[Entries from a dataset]
^^^^

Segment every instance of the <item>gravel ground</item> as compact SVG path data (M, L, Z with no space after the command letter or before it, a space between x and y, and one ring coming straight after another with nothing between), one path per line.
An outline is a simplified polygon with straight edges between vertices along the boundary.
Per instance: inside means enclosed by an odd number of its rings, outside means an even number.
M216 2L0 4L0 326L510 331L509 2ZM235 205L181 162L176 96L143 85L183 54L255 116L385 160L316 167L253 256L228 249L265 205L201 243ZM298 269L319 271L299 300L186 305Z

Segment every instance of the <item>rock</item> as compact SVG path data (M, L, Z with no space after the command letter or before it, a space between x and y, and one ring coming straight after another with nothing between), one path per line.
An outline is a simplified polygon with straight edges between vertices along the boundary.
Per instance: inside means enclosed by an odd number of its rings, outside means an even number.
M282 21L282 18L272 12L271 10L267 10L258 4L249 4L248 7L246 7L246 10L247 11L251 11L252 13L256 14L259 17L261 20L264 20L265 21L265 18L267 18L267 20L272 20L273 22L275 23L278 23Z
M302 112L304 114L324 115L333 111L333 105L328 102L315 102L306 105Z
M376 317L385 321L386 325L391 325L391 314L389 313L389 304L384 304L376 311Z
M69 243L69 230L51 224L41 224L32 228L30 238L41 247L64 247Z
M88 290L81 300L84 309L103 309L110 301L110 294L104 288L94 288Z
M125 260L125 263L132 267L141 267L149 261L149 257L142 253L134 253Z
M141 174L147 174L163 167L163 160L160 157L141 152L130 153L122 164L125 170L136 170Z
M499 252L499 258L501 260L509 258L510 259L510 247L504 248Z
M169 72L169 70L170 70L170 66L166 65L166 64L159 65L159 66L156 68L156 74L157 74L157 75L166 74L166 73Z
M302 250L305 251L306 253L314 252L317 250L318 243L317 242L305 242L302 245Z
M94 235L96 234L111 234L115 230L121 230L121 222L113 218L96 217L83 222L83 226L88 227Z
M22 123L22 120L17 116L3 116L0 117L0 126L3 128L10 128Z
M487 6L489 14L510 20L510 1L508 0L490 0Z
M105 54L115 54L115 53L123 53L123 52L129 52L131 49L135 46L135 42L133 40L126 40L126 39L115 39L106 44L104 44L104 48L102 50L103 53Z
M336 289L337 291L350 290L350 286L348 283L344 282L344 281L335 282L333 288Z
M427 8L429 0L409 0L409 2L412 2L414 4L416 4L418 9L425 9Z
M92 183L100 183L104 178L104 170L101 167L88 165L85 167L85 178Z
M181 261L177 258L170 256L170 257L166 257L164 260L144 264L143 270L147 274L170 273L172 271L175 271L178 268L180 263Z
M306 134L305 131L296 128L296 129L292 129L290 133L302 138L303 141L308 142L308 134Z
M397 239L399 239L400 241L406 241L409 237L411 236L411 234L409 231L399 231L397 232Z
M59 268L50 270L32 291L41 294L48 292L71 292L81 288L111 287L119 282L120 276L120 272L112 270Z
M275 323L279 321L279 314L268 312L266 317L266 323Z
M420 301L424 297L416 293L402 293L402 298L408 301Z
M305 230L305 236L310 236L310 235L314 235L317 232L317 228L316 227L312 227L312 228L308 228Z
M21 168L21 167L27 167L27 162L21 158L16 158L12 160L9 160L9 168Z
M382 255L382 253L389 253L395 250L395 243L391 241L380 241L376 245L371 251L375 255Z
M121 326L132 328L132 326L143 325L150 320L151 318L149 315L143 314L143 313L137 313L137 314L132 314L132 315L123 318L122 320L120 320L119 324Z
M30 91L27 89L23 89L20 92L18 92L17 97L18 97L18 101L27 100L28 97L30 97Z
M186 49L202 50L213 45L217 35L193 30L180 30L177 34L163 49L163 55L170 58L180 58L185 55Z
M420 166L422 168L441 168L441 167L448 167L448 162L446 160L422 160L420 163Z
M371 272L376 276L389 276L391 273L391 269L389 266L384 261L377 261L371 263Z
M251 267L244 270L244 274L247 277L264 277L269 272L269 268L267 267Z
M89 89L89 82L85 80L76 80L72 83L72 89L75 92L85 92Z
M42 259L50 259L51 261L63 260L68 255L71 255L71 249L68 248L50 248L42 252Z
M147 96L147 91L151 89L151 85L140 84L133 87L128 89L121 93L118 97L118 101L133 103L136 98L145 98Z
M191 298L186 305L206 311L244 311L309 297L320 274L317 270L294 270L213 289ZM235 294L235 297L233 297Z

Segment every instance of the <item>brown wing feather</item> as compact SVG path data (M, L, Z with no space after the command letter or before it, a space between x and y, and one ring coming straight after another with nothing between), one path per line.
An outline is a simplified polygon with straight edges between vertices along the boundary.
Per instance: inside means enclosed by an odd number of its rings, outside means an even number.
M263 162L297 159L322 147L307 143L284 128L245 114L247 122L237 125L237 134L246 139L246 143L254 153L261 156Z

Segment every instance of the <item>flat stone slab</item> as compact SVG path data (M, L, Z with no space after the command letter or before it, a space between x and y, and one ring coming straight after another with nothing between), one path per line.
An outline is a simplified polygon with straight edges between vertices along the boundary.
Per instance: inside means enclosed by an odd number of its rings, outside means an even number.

^^^^

> WHAT TO PRODUCE: Copy the listing above word for word, from its first line through the line that contains "M216 2L0 4L0".

> EXPECTED OUTPUT:
Segment every instance of the <item>gravel ground</item> as compact SVG path data (M, L, Z with no space after the command letter or before it, a space between x and y, and one ring coming straight after another with nothing between), one path per line.
An outline is a simplified polygon with straight edges between vertices along the boundary.
Per instance: inside means enclosed by an odd number of its rings, outside means an even number.
M216 2L0 4L0 326L510 331L509 2ZM235 205L181 162L176 96L143 85L183 54L255 116L385 160L316 167L253 256L228 249L265 205L201 243ZM298 269L319 271L299 300L186 305Z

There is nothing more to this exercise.